(Collected data entries)
^^^^
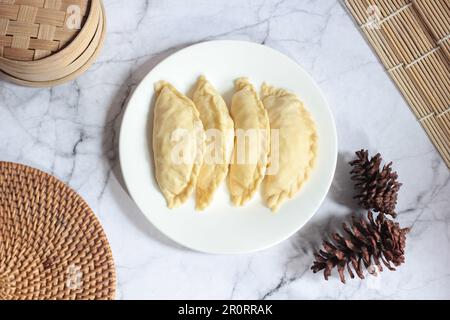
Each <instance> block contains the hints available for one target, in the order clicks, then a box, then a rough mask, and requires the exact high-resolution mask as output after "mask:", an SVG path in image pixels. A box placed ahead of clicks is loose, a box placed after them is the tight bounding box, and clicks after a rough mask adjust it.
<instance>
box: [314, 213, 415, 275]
mask: <svg viewBox="0 0 450 320" xmlns="http://www.w3.org/2000/svg"><path fill="white" fill-rule="evenodd" d="M343 229H344V231H345V234H346V237H343V236H341V235H340V234H338V233H333V234H332V235H331V238H332V240H331V241H324V242H323V250H319V252H317V253H316V254H315V255H314V256H315V259H316V260H315V261H314V263H313V265H312V267H311V270H313V272H314V273H316V272H319V271H320V270H324V276H325V280H328V277H329V276H330V275H331V270H332V269H334V268H335V267H337V271H338V273H339V277H340V279H341V281H342V282H343V283H345V276H344V272H345V267H347V272H348V273H349V275H350V277H351V278H352V279H353V278H354V277H355V276H354V273H353V271H355V273H356V274H357V275H358V277H360V278H361V279H364V275H363V265H364V267H365V268H366V269H367V270H368V271H369V273H371V274H374V273H376V271H375V268H374V267H375V266H377V267H378V270H379V271H380V272H382V271H383V267H382V264H381V262H383V264H384V265H385V266H386V267H387V268H388V269H389V270H392V271H393V270H395V268H394V267H397V266H400V265H401V264H402V263H403V262H404V261H405V257H404V253H405V242H406V233H407V232H408V231H409V229H408V228H405V229H401V228H400V226H399V224H398V223H396V222H393V221H392V220H390V219H388V218H386V217H385V215H384V214H381V213H380V214H378V216H377V219H376V220H374V218H373V214H372V212H371V211H369V212H368V221H367V220H366V219H365V218H363V217H361V218H359V219H358V218H356V217H355V216H353V217H352V225H351V226H347V224H345V223H344V224H343ZM380 261H381V262H380Z"/></svg>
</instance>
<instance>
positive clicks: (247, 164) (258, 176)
mask: <svg viewBox="0 0 450 320" xmlns="http://www.w3.org/2000/svg"><path fill="white" fill-rule="evenodd" d="M235 90H236V92H235V94H234V95H233V99H232V103H231V117H232V118H233V120H234V126H235V131H236V137H235V144H234V150H233V158H232V163H231V165H230V173H229V178H228V186H229V189H230V193H231V201H232V202H233V204H234V205H238V206H242V205H243V204H244V203H245V202H247V201H248V200H250V199H251V198H252V197H253V195H254V194H255V192H256V190H257V189H258V187H259V186H260V184H261V182H262V180H263V179H264V174H265V172H266V167H267V158H268V153H269V147H270V128H269V118H268V116H267V112H266V110H265V109H264V106H263V104H262V102H261V100H260V99H259V97H258V94H257V93H256V91H255V88H254V87H253V86H252V85H251V84H250V83H249V81H248V80H247V79H246V78H241V79H238V80H236V83H235Z"/></svg>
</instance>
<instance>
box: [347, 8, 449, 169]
mask: <svg viewBox="0 0 450 320" xmlns="http://www.w3.org/2000/svg"><path fill="white" fill-rule="evenodd" d="M345 5H346V6H347V8H348V10H349V11H350V13H351V15H352V16H353V17H354V19H355V20H356V23H357V24H358V25H359V27H360V29H361V31H362V33H363V34H364V35H365V37H366V38H367V40H368V42H369V43H370V44H371V46H372V47H373V49H374V51H375V52H376V53H377V55H378V57H379V59H380V60H381V62H382V63H383V64H384V66H385V68H386V71H387V72H388V73H389V75H390V76H391V78H392V80H393V81H394V82H395V83H396V84H397V86H398V88H399V89H400V91H401V92H402V94H403V96H404V97H405V99H406V101H407V102H408V104H409V106H410V108H411V110H412V111H413V112H414V114H415V115H416V117H417V120H418V121H419V122H420V123H421V125H422V127H423V128H424V129H425V131H426V132H427V134H428V136H429V137H430V139H431V140H432V142H433V143H434V145H435V146H436V148H437V149H438V151H439V153H440V154H441V155H442V158H443V159H444V161H445V163H446V164H447V166H448V167H449V168H450V1H449V0H345Z"/></svg>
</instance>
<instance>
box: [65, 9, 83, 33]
mask: <svg viewBox="0 0 450 320" xmlns="http://www.w3.org/2000/svg"><path fill="white" fill-rule="evenodd" d="M66 12H67V15H68V17H67V20H66V27H67V29H70V30H79V29H81V21H82V16H81V7H80V6H78V5H76V4H73V5H70V6H68V7H67V11H66Z"/></svg>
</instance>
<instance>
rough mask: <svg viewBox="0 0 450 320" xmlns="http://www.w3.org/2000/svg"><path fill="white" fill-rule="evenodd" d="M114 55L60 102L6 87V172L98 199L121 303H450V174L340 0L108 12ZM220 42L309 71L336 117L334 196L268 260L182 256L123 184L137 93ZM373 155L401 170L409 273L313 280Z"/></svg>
mask: <svg viewBox="0 0 450 320" xmlns="http://www.w3.org/2000/svg"><path fill="white" fill-rule="evenodd" d="M104 2H105V5H106V11H107V17H108V34H107V40H106V44H105V48H104V50H103V52H102V54H101V56H100V58H99V60H98V62H97V63H95V65H94V66H93V67H92V68H91V69H90V70H89V71H88V72H87V73H86V74H85V75H84V76H82V77H81V78H79V79H78V80H76V81H74V82H72V83H69V84H66V85H63V86H59V87H56V88H52V89H29V88H22V87H18V86H15V85H12V84H8V83H5V82H0V97H1V98H0V160H11V161H16V162H21V163H26V164H31V165H34V166H36V167H38V168H41V169H43V170H45V171H47V172H50V173H53V174H54V175H56V176H57V177H59V178H60V179H62V180H63V181H65V182H67V183H68V184H69V185H70V186H72V187H73V188H74V189H76V190H77V191H78V192H80V193H81V195H83V196H84V197H85V199H86V200H87V201H88V202H89V204H90V205H91V206H92V208H93V209H94V211H95V212H96V214H97V215H98V217H99V219H100V221H101V223H102V224H103V226H104V228H105V231H106V233H107V235H108V238H109V240H110V243H111V246H112V249H113V253H114V258H115V262H116V264H117V275H118V291H117V298H119V299H136V298H137V299H147V298H153V299H155V298H156V299H160V298H181V299H188V298H189V299H197V298H223V299H228V298H236V299H237V298H242V299H247V298H254V299H261V298H264V299H285V298H286V299H303V298H305V299H318V298H325V299H385V298H394V299H404V298H447V299H448V298H450V272H449V271H448V270H449V268H448V266H449V263H450V250H449V249H450V209H449V206H450V200H449V195H450V183H449V181H450V174H449V170H448V169H447V168H446V167H445V165H444V163H443V161H442V160H441V159H440V157H439V155H438V153H437V152H436V151H435V149H434V147H433V146H432V144H431V143H430V141H429V140H428V138H427V136H426V135H425V133H424V131H423V130H422V129H421V127H420V125H419V124H418V123H417V122H416V120H415V118H414V116H413V115H412V113H411V112H410V111H409V109H408V107H407V105H406V104H405V102H404V100H403V99H402V97H401V96H400V94H399V93H398V91H397V90H396V88H395V87H394V85H393V83H392V82H391V81H390V80H389V78H388V77H387V75H386V74H385V73H384V71H383V67H382V66H381V65H380V63H379V62H378V60H377V58H376V57H375V56H374V54H373V53H372V51H371V49H370V48H369V46H368V45H367V44H366V42H365V41H364V40H363V38H362V36H361V35H360V34H359V32H358V30H357V29H356V28H355V26H354V25H353V23H352V20H351V19H350V18H349V16H348V15H347V13H346V12H345V10H344V9H343V7H342V6H341V5H340V4H339V3H338V2H336V1H334V0H321V1H312V0H309V1H304V0H298V1H297V0H284V1H283V0H281V1H280V0H266V1H262V0H247V1H242V0H226V1H225V0H222V1H220V0H214V1H213V0H195V1H182V0H164V1H160V0H147V1H145V0H130V1H123V0H104ZM210 39H245V40H251V41H255V42H259V43H265V44H266V45H268V46H270V47H273V48H275V49H277V50H279V51H281V52H283V53H285V54H287V55H289V56H290V57H292V58H293V59H295V60H296V61H298V62H299V63H300V64H301V65H302V66H303V67H304V68H305V69H306V70H307V71H308V72H310V73H311V74H312V76H313V77H314V78H315V79H316V81H317V82H318V83H319V84H320V86H321V87H322V89H323V91H324V92H325V94H326V96H327V98H328V100H329V102H330V105H331V108H332V110H333V112H334V115H335V118H336V122H337V128H338V134H339V162H338V169H337V173H336V177H335V180H334V183H333V186H332V189H331V191H330V193H329V195H328V197H327V199H326V201H325V203H324V204H323V205H322V207H321V208H320V210H319V211H318V212H317V214H316V215H315V217H314V218H313V219H312V220H311V221H310V222H309V223H308V224H307V225H306V226H305V227H304V228H303V229H302V230H301V231H299V232H298V233H297V234H296V235H295V236H293V237H292V238H291V239H290V240H288V241H285V242H284V243H282V244H280V245H278V246H276V247H274V248H272V249H269V250H266V251H264V252H260V253H255V254H250V255H241V256H213V255H206V254H200V253H196V252H192V251H189V250H186V249H184V248H181V247H180V246H178V245H176V244H174V243H172V242H171V241H170V240H168V239H167V238H165V237H164V236H163V235H161V234H160V233H159V232H158V231H157V230H155V228H154V227H153V226H152V225H151V224H150V223H149V222H147V221H146V220H145V218H144V216H143V215H142V214H141V213H140V212H139V210H138V209H137V208H136V206H135V205H134V203H133V202H132V200H130V198H129V197H128V195H127V194H126V192H125V191H124V189H123V187H122V185H121V178H120V170H119V165H118V161H117V159H118V154H117V138H118V127H119V125H120V122H121V116H122V113H123V111H124V106H125V105H126V101H127V98H128V97H129V95H130V92H132V90H133V89H134V88H135V86H136V84H137V83H138V82H139V81H140V79H141V78H142V77H143V76H144V75H145V74H146V73H147V72H148V71H149V70H150V69H151V68H152V67H153V66H154V65H155V64H156V63H158V62H159V61H160V60H161V59H163V58H165V57H166V56H167V55H169V54H171V53H173V52H175V51H176V50H178V49H180V48H183V47H185V46H187V45H190V44H193V43H197V42H200V41H205V40H210ZM361 147H367V148H369V149H370V150H371V151H372V152H381V153H382V154H383V156H384V157H385V158H386V159H391V160H394V161H395V168H396V169H397V171H398V173H399V175H400V179H401V181H402V182H403V183H404V187H403V188H402V190H401V194H400V201H399V205H398V208H399V211H400V214H399V221H400V222H401V224H402V225H403V226H412V227H413V228H412V231H411V233H410V234H409V237H408V242H407V255H406V264H405V265H403V266H402V267H400V268H399V270H398V271H396V272H389V271H386V272H385V273H384V274H383V275H382V276H380V277H378V278H369V279H368V280H365V281H359V280H353V281H349V282H348V284H347V285H342V284H341V283H340V282H339V280H338V278H337V276H336V274H335V273H333V277H332V278H331V280H330V281H328V282H326V281H324V280H323V277H322V275H321V274H316V275H315V274H312V273H311V272H310V271H309V268H310V266H311V262H312V252H313V249H314V248H317V246H318V245H319V242H320V238H321V237H322V235H323V233H324V232H325V230H328V229H329V228H330V227H331V226H333V225H337V224H339V223H340V221H341V220H342V219H343V217H345V216H347V215H348V213H350V210H351V209H349V207H350V208H351V207H353V202H352V201H351V198H350V197H351V189H350V186H349V181H348V175H347V171H348V166H347V165H346V162H347V161H348V160H349V159H350V158H351V157H352V155H351V153H352V152H353V151H354V150H356V149H359V148H361Z"/></svg>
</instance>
^^^^
(EXERCISE): Write down how many lines of the data above contain the string "clicks", and include nothing besides that number.

(EXERCISE SOLUTION): 2